** Opening Raw data block **

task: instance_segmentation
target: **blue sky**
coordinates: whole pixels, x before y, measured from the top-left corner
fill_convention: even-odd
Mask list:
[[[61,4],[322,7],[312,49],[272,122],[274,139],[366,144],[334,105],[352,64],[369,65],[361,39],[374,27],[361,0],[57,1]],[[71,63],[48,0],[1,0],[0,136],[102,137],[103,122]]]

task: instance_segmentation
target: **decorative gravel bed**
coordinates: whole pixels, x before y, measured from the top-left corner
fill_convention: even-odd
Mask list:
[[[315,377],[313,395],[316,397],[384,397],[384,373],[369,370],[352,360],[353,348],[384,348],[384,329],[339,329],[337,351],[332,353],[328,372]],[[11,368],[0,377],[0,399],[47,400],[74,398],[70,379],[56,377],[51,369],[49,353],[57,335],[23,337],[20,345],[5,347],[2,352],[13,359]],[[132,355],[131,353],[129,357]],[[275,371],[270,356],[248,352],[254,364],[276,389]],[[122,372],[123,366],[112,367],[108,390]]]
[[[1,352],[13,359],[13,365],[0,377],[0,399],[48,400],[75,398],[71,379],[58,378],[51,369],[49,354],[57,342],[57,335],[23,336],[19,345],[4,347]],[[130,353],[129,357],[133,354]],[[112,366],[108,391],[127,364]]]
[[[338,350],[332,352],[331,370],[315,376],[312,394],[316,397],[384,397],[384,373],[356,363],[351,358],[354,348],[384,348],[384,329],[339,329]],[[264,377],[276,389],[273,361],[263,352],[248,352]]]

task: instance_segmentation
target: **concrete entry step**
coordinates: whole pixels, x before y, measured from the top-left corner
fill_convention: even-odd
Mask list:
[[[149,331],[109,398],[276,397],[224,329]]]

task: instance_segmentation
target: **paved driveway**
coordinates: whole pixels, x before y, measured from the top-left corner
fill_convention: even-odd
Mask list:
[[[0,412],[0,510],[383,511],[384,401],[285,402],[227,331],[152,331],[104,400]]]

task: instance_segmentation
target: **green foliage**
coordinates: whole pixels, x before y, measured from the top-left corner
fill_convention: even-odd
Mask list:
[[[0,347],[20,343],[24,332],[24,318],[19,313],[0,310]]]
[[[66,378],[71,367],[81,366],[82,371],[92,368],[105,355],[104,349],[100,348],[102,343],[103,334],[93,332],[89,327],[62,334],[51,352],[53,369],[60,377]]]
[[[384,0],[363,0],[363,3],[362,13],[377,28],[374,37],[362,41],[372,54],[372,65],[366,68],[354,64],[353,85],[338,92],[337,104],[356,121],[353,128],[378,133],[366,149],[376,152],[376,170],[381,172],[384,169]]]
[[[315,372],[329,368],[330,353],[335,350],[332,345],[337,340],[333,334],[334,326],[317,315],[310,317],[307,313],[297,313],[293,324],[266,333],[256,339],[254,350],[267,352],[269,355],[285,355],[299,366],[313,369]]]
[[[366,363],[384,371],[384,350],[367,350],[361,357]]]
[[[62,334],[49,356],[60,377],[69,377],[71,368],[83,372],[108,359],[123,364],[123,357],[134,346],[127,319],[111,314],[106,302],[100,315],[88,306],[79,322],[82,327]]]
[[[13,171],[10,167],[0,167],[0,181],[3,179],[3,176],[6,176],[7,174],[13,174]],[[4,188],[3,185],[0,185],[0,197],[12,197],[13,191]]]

** Closing Raw data block **

Write each record out again exactly.

task: instance_segmentation
target: **blue sky**
coordinates: whole pixels, x before y, measured from the top-left corner
fill_convention: even-odd
Mask list:
[[[61,4],[322,7],[312,49],[272,122],[274,139],[366,144],[334,105],[352,64],[369,65],[361,39],[374,27],[361,0],[57,1]],[[71,63],[48,0],[1,0],[0,136],[102,137],[103,122]]]

task: instance_segmentation
target: **decorative gravel bed**
coordinates: whole pixels, x before y, measured from the top-left corner
fill_convention: even-odd
Mask list:
[[[315,377],[313,395],[316,397],[384,397],[384,373],[369,370],[352,360],[353,348],[384,348],[384,329],[339,329],[337,351],[332,353],[328,372]],[[11,368],[0,377],[0,399],[47,400],[74,398],[70,379],[56,377],[51,369],[49,353],[57,335],[23,337],[20,345],[5,347],[2,352],[13,359]],[[132,355],[131,353],[129,357]],[[275,371],[270,356],[248,352],[254,364],[276,389]],[[122,372],[123,366],[112,367],[108,390]]]
[[[1,352],[13,359],[13,365],[0,377],[0,399],[48,400],[75,398],[71,379],[58,378],[51,369],[49,354],[57,342],[57,335],[23,336],[19,345],[4,347]],[[130,353],[129,357],[133,354]],[[112,366],[108,391],[127,364]]]
[[[338,350],[332,352],[331,370],[315,376],[312,394],[316,397],[384,397],[384,373],[356,363],[351,358],[354,348],[384,348],[384,329],[339,329]],[[264,377],[276,389],[273,361],[263,352],[248,352]]]

task: instance_segmentation
target: **concrete entry step**
coordinates: whole pixels, x before y, measured from the top-left corner
fill_convention: even-odd
Mask list:
[[[149,331],[109,398],[276,397],[224,329]]]

task: instance_segmentation
target: **paved driveway**
coordinates: whole pixels, x before y, measured from the top-left corner
fill_convention: even-odd
Mask list:
[[[0,412],[0,510],[383,511],[384,401],[285,402],[227,331],[152,331],[104,400]]]

task: instance_segmentation
target: **green foliage**
coordinates: whole pixels, x before y, measured from the top-left corner
fill_convention: even-odd
Mask list:
[[[0,347],[20,343],[24,332],[24,318],[19,313],[0,310]]]
[[[66,378],[71,367],[81,366],[82,371],[92,368],[105,355],[104,349],[100,348],[102,343],[103,334],[93,332],[89,327],[62,334],[51,352],[53,369],[60,377]]]
[[[384,0],[363,0],[363,3],[362,13],[377,28],[374,37],[362,41],[372,54],[372,65],[366,68],[354,64],[353,85],[338,92],[337,104],[356,121],[353,128],[378,133],[366,149],[376,152],[376,170],[381,172],[384,169]]]
[[[315,372],[329,368],[330,353],[335,350],[332,345],[337,340],[333,334],[334,326],[317,315],[310,317],[307,313],[297,313],[293,324],[266,333],[256,339],[254,350],[267,352],[269,355],[285,355],[299,366],[313,369]]]
[[[366,363],[384,371],[384,350],[367,350],[361,357]]]
[[[62,334],[49,356],[60,377],[69,377],[71,368],[83,372],[108,359],[123,364],[123,357],[134,346],[127,319],[111,314],[106,302],[100,315],[88,306],[79,322],[82,327]]]
[[[13,171],[10,167],[0,167],[0,181],[3,179],[3,176],[6,176],[7,174],[13,174]],[[4,188],[3,185],[0,185],[0,197],[12,197],[13,191]]]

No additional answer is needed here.